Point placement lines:

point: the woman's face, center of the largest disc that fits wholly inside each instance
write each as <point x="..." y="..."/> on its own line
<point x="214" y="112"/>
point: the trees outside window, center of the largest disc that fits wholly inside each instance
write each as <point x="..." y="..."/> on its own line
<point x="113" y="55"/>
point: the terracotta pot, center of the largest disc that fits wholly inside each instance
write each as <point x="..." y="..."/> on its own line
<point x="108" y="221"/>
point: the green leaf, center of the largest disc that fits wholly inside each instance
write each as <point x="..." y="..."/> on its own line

▶ _Problem statement_: Rewrite all of these lines with "largest disc" swapped for "biggest circle" wherever it appears, leaving everything else as it is.

▶ _Response for this exercise_:
point: the woman's face, center of the biggest circle that fits wholly inside each instance
write each as <point x="..." y="..."/> on its own line
<point x="214" y="112"/>
point: the trees outside window, center of the biggest circle that fits wholly inside each instance
write each as <point x="..." y="..."/> on its own line
<point x="113" y="55"/>
point: the terracotta pot, center of the biggest circle that fits wholly inside each instance
write each as <point x="..." y="..."/> on its own line
<point x="108" y="221"/>
point: the green leaf, center of the biggest circle that fits wholly inside each instance
write each as <point x="..." y="..."/> on its own line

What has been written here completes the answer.